**Exercise objective:**
Can you copy every line of the data below character for character, leaving nothing out and changing nothing?
begin
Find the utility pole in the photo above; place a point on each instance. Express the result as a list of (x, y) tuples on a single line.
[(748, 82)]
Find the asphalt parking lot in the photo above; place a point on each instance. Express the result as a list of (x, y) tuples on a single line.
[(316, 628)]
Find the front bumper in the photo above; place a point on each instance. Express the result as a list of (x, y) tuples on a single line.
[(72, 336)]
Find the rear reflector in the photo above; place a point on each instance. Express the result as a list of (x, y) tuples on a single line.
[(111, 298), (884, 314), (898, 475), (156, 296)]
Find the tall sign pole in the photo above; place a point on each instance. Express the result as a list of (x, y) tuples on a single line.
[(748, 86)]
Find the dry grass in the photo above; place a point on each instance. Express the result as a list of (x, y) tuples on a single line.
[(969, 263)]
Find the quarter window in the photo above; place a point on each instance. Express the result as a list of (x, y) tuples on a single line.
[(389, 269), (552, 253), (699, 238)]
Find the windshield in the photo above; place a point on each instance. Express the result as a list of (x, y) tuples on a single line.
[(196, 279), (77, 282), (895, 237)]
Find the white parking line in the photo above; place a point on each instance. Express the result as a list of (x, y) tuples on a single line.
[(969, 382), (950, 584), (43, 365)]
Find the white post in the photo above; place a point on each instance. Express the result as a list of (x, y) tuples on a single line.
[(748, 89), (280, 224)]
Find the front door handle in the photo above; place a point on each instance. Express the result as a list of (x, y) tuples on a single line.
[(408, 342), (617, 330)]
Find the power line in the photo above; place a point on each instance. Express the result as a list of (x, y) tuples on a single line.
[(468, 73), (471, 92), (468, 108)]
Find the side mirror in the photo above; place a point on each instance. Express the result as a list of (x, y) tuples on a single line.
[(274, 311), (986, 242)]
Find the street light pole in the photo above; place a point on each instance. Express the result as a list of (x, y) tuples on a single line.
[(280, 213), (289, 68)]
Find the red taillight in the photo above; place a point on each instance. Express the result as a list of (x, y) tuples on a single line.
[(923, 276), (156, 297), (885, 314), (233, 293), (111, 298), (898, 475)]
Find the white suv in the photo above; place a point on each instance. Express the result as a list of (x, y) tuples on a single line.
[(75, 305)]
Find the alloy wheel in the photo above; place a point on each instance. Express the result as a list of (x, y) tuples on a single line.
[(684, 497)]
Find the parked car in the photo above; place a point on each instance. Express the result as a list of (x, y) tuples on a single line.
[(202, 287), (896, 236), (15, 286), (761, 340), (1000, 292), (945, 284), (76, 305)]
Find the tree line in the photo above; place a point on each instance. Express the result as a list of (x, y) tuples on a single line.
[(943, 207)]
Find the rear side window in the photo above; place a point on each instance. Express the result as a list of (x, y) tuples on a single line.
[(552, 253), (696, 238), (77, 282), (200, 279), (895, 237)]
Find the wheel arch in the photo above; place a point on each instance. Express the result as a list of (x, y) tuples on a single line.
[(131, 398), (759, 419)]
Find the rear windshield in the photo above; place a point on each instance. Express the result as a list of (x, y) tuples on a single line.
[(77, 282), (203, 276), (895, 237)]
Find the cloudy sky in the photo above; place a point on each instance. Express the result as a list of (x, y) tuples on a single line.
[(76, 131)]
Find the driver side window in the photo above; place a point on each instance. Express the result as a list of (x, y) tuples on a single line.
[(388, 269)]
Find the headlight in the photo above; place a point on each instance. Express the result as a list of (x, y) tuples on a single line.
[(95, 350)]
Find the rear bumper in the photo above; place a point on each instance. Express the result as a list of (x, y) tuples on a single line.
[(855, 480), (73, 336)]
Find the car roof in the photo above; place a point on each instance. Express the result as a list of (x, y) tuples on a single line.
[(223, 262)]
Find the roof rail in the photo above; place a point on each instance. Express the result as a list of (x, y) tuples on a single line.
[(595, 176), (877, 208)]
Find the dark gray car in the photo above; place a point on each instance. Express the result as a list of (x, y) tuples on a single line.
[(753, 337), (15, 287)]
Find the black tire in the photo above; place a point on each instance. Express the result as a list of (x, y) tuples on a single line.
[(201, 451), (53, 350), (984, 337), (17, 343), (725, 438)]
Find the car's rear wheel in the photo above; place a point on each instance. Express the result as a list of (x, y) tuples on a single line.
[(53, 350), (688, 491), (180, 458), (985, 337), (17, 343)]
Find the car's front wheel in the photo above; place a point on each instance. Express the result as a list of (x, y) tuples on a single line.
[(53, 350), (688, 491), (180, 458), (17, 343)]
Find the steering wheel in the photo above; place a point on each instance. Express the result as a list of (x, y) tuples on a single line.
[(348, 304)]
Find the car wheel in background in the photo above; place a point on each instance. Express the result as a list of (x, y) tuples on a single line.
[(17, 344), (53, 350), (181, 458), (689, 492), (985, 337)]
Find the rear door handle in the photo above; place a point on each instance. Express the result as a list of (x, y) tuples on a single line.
end
**Output for this exercise:**
Find the utility pole in the photo above; place a point on each instance. Express the result as a list of (x, y) tuples on a single line.
[(748, 82)]
Find the asphalt parking lot in the photo above; place a point on each instance. Express the result as a list of (x, y) tuples on a single line.
[(316, 628)]
Find the front bumper in the photo above; place a point on each instance. Express the result as a list of (x, y) tuples on a single line.
[(72, 336)]
Find the rear reflector in the photo above; place a point on each instance. Express the result as a list of (x, y) tuples on a single line.
[(111, 298), (884, 314), (898, 475), (156, 296)]
Find the tall sign pole in the photo above; place a point on each instance. Express the result as a list of (x, y) tuples on a single line.
[(748, 86)]
Find the dry grass in the photo above; place a point on each instance. Express the result as a list of (x, y) tuples on a single line.
[(969, 263)]
Find the quarter window in the photo above; place a point on each instance. Express the result as a list of (x, y) tuples on a single line.
[(389, 269), (552, 253), (699, 238)]
Find the windshield in the photo above; place a point on each instance. Express the result as a list of (x, y) tuples on a single line.
[(196, 279), (77, 282), (895, 237)]
Find the white parking line in the photo above; place a point on each instance. Express the result as a list of (x, y) tuples on a single line.
[(969, 382), (950, 584), (43, 365)]
Find the white post in the photo above; place a point on each instance. Express the result as a list of (x, y) tuples on a single line.
[(748, 89), (280, 224)]
Find the front door handle in the photo above; place a point on each instance. Express the result as a list of (x, y) tuples on a single line.
[(408, 342), (617, 330)]
Find the power line in the photo above; place a point on each instance. Express the result as a list of (x, y) tuples on a single line.
[(468, 73), (471, 92), (468, 108)]
Find the side mirror in the photo above; place a point on each instance. Express the result as a list of (x, y) tuples on a single line.
[(274, 311), (986, 242)]
Find the street light pole in the photo above; place a point on each instance. Express the result as a list of (x, y) tuples on a single line.
[(280, 213), (289, 68)]
Find the red taillight in the photo above; place a point on each instance. Express the result as a list of (x, y) tuples on a single line.
[(923, 276), (156, 297), (885, 314), (233, 293), (111, 298), (898, 475)]
Find the white suv in the photo above; place a point on each instance. Express the result as a list of (x, y) tuples on a single line.
[(75, 305)]
Find the alloy wheel in the photo above; place a point on each instance. Express the result as a list of (x, y) tuples on a single line.
[(684, 497)]
Find the parked car in the photo above; place a point on each instance. Express the result as a list of (x, y) tuples on a single line.
[(202, 287), (896, 236), (15, 286), (761, 340), (1000, 292), (945, 284), (76, 305)]
Find the tree line in the photo above; place a point on each instance. Express the result as a list of (x, y) tuples on a single line.
[(943, 207)]
Find the rear side window in the photo above; place a point on each instance. Express the result as a list of (x, y) tuples on a single line.
[(552, 253), (696, 238), (77, 282), (200, 279), (895, 237)]
Find the wheel arch in the photo above; place a point on each instance. Express the result as a list of (x, y) tuples on a single line.
[(131, 398), (759, 419)]
Find the rear windshield in the photo above; place a point on each instance. Express the result as a list of (x, y) tuples on a single line.
[(77, 282), (203, 276), (895, 237)]
Find the cloudy sky in the photo above; place a point on each instance. Express the result as a list of (x, y) tuples on a single line.
[(76, 131)]
Find the driver side window in the photo above; place a point on each instance. Express the result as a list of (x, y) tuples on a single line.
[(388, 269)]
Find the headlight in the photo above; place a point on each instance. Express the result as a list of (x, y) tuples on a single line.
[(95, 350)]
Find the rear bumper in the photo above; place a point on each instance. Express the result as a list of (x, y) tuples on a single line.
[(855, 480), (73, 336)]
Find the car roof in the photo above; place a point on each instance. Express the result as a list of (x, y) tuples on a single line.
[(223, 262)]
Find the roof rail in the photo above; place a point on each instance. Express the result as a list of (x, y) tuples on a single line.
[(595, 176), (877, 208)]
Find the dark gray car in the photo above; place a point on each instance. Express the result as a list of (x, y) tuples on a single line.
[(753, 337), (15, 287)]
Find the black tire in the photo above; place a point on each instance. Express the result as a list of (x, y) tuples on a single line.
[(201, 451), (53, 350), (984, 337), (17, 343), (725, 438)]
Find the car's rear wheel in the photo above; place a point on each instance. Express the result as a list of (x, y) tuples on a single line.
[(53, 350), (688, 491), (180, 458), (985, 337), (17, 343)]
Find the car's front wheel in the photo above; place a point on each instance. Express the result as a list of (x, y) tuples on a single line.
[(53, 350), (688, 491), (180, 458), (17, 343)]
Find the steering wheel in the photo above; place a point on each instance. Express the result as a list of (x, y) tuples on a single line.
[(348, 304)]
Find the car wheel in background in the photo above; place a point on each instance. Express the result as a list of (x, y) tuples on a single line.
[(17, 344), (53, 350), (181, 458), (689, 492), (985, 337)]
Find the rear door handle in the photo above; place a point on each instance. Express the result as a list of (x, y) tuples on a single line.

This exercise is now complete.